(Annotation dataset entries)
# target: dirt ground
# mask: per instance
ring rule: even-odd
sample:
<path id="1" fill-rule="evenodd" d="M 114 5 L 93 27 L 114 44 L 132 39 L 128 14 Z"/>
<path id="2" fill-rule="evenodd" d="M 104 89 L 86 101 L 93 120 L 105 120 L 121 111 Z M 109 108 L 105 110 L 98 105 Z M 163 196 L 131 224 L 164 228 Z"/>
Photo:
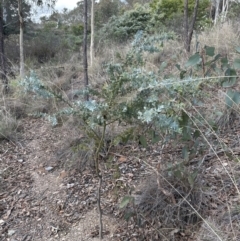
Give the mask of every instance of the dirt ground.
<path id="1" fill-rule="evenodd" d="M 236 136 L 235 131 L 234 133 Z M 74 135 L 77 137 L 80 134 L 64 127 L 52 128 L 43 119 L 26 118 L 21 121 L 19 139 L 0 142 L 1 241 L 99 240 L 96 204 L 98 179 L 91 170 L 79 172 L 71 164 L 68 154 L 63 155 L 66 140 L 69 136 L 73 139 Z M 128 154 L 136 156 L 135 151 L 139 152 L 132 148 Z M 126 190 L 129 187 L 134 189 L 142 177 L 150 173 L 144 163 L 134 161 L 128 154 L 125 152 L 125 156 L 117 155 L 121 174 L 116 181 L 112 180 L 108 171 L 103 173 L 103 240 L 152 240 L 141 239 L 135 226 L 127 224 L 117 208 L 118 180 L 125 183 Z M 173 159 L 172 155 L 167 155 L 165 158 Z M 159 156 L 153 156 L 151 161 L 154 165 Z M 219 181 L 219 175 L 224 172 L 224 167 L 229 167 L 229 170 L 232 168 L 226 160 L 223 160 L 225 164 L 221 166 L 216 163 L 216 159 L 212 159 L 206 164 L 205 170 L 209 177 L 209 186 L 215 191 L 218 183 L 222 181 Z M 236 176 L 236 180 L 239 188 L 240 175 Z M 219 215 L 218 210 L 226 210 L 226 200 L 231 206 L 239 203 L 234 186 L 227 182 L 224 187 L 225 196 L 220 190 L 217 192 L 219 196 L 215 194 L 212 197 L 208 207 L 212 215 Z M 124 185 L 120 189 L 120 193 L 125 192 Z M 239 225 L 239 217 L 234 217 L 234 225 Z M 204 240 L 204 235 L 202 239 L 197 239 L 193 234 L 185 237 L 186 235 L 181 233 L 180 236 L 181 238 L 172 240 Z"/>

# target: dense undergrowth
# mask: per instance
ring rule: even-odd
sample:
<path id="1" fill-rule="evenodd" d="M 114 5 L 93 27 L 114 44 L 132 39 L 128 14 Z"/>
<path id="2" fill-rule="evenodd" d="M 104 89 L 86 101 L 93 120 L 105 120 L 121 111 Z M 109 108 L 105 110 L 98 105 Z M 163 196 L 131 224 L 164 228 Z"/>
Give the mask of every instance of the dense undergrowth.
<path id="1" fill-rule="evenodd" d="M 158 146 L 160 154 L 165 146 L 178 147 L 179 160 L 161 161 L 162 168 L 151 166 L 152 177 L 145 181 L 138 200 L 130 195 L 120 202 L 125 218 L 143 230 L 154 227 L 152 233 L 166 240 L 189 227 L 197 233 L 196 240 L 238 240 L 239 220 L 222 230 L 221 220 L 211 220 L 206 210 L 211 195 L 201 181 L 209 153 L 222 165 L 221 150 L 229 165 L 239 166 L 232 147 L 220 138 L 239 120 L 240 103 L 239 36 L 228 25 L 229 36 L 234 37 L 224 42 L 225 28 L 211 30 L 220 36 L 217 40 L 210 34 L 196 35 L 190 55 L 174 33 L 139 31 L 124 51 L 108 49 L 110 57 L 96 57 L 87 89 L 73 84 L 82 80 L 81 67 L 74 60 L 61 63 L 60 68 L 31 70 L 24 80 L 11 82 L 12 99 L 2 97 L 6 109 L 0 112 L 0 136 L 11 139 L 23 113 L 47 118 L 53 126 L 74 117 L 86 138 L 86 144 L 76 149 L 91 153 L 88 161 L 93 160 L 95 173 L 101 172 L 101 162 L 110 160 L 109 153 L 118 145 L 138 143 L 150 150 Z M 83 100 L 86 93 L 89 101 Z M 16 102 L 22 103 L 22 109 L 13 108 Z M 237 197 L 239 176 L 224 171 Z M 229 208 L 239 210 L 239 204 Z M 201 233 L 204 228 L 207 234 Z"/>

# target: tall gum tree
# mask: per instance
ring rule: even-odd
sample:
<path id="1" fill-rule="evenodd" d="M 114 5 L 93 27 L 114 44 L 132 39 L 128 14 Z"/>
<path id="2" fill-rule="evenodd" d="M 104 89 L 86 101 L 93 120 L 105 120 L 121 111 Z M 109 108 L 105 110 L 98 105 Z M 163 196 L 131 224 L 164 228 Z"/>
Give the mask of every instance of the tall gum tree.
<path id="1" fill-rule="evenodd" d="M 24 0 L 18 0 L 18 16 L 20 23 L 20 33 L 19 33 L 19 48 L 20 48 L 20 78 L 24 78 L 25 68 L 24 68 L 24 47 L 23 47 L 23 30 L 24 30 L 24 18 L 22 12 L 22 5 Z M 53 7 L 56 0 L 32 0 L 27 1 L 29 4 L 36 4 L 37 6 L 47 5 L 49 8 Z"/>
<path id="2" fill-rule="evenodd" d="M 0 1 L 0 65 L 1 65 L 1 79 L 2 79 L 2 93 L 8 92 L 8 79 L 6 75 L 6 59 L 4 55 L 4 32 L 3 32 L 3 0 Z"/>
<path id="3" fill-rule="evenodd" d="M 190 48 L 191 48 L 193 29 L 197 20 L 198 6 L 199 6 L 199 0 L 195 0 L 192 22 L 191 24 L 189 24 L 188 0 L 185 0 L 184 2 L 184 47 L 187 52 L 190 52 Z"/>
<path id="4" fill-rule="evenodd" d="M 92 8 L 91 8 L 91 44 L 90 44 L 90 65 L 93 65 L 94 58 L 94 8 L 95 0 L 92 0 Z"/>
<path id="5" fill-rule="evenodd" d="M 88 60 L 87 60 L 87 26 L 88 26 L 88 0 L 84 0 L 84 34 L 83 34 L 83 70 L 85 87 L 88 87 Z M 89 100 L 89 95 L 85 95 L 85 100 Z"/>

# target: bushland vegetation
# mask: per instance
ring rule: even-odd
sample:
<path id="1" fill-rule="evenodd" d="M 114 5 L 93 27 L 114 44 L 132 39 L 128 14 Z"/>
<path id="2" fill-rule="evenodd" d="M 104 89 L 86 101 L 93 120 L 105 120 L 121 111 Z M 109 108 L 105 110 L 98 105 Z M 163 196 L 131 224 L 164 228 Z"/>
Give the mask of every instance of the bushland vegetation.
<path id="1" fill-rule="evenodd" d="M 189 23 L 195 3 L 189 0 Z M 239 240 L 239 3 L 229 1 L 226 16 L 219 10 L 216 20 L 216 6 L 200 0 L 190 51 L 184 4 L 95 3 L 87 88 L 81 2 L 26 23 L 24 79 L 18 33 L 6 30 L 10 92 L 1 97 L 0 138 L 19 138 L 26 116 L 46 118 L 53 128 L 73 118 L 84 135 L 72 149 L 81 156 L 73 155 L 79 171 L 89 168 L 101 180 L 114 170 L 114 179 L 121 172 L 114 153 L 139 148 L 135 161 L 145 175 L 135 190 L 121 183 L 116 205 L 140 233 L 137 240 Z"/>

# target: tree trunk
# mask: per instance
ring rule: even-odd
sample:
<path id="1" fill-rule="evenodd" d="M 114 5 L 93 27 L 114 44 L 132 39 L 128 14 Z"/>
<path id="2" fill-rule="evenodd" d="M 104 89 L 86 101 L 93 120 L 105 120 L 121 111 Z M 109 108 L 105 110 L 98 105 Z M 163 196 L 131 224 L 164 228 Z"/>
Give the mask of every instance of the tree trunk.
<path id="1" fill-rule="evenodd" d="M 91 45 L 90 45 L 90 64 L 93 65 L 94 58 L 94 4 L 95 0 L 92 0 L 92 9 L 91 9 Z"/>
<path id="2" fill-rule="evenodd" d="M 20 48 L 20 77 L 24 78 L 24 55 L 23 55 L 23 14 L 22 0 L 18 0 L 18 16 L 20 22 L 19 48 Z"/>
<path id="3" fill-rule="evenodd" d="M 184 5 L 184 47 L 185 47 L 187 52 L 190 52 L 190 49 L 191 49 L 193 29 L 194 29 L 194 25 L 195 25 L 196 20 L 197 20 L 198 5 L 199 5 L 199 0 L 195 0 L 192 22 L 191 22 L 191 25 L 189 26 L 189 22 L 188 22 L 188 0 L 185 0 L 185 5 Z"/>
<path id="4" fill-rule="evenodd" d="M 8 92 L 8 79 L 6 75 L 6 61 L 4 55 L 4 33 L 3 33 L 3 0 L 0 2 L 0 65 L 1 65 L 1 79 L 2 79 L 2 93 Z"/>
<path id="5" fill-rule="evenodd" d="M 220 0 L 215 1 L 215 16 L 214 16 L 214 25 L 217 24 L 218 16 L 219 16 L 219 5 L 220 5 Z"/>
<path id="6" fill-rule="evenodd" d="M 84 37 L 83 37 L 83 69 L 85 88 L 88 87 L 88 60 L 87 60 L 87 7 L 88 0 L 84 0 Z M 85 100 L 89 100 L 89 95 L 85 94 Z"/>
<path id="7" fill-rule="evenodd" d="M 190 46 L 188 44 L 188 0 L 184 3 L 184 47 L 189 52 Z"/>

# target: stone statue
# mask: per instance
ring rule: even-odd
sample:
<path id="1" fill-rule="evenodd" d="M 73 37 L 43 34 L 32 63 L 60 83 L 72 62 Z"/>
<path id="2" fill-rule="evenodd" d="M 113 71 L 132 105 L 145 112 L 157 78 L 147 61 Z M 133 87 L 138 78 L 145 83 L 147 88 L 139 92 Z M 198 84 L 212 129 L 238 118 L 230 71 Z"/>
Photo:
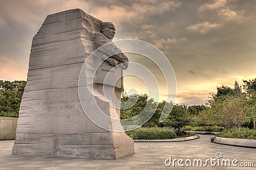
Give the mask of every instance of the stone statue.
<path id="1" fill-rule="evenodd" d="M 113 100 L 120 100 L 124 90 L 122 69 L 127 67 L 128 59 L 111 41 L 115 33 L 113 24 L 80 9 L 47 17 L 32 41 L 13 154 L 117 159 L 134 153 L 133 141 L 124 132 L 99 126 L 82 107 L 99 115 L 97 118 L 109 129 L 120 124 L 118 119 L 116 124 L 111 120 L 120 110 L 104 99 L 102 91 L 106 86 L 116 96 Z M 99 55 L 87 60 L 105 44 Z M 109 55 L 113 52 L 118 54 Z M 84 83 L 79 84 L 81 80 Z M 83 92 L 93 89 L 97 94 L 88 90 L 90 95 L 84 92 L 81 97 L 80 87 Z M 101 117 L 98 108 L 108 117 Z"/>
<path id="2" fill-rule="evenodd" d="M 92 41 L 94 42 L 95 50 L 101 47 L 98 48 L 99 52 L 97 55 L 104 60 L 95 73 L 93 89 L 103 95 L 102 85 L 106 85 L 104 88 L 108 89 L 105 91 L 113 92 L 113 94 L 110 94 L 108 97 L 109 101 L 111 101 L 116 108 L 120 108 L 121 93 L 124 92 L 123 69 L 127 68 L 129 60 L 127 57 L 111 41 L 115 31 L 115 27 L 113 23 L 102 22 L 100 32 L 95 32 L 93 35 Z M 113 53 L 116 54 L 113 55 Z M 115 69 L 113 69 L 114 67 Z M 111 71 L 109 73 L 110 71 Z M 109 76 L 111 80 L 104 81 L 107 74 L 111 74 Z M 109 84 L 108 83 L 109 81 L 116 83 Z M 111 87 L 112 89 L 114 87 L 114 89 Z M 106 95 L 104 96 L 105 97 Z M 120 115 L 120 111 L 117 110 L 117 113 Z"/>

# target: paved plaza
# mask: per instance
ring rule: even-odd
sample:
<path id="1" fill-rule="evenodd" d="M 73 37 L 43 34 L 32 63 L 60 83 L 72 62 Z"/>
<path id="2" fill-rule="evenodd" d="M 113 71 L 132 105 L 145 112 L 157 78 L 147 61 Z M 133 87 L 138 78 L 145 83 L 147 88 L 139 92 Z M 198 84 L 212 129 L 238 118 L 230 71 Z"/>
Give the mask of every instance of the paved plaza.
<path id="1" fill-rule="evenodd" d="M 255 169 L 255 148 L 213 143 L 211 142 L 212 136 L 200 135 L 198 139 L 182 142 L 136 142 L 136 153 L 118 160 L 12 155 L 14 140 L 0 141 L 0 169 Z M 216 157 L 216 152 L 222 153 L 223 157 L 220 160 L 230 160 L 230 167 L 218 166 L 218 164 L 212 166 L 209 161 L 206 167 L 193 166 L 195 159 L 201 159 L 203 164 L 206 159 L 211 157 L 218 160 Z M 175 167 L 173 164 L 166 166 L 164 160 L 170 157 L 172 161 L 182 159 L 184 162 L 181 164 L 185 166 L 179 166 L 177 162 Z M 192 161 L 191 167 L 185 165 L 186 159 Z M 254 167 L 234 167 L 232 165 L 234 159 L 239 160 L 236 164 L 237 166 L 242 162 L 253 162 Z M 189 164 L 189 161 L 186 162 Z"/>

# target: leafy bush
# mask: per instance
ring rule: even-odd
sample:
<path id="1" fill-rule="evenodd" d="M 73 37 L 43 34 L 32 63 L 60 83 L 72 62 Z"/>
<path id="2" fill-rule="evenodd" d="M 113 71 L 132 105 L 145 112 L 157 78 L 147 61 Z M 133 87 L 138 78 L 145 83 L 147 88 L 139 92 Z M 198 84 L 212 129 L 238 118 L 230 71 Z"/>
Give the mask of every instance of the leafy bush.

-- What to work on --
Format the lines between the line containing "# target: stone statue" and the line containing "113 100 L 120", inclusive, as a JSON list of strings with one string per line and no blank lines. Omit any picture from the list.

-- Response for this exercise --
[
  "# target: stone statue",
  "# mask: per instance",
  "ring rule: even-odd",
  "sample:",
  "<path id=\"1\" fill-rule=\"evenodd\" d=\"M 73 37 L 43 34 L 32 63 L 60 83 L 72 62 Z\"/>",
  "<path id=\"2\" fill-rule=\"evenodd\" d=\"M 113 71 L 132 105 L 145 112 L 157 78 L 147 61 Z M 133 87 L 138 78 L 145 83 L 147 88 L 139 92 Z M 198 84 L 212 129 L 238 118 L 230 71 Z\"/>",
  "Photo:",
  "Give the mask of every instance of the stone statue.",
  "<path id=\"1\" fill-rule=\"evenodd\" d=\"M 113 100 L 120 100 L 124 90 L 122 69 L 127 67 L 128 59 L 111 41 L 115 33 L 113 24 L 80 9 L 47 17 L 32 41 L 13 154 L 117 159 L 134 153 L 133 141 L 124 132 L 99 126 L 82 107 L 99 115 L 97 118 L 109 129 L 120 124 L 118 119 L 116 124 L 111 120 L 120 110 L 104 99 L 102 91 L 106 86 L 116 96 Z M 99 55 L 87 60 L 105 44 Z M 109 55 L 113 52 L 118 54 Z M 84 83 L 79 84 L 81 80 Z M 83 92 L 93 89 L 97 94 L 88 90 L 90 95 L 84 92 L 81 97 L 80 87 Z M 101 117 L 98 108 L 108 117 Z\"/>"
]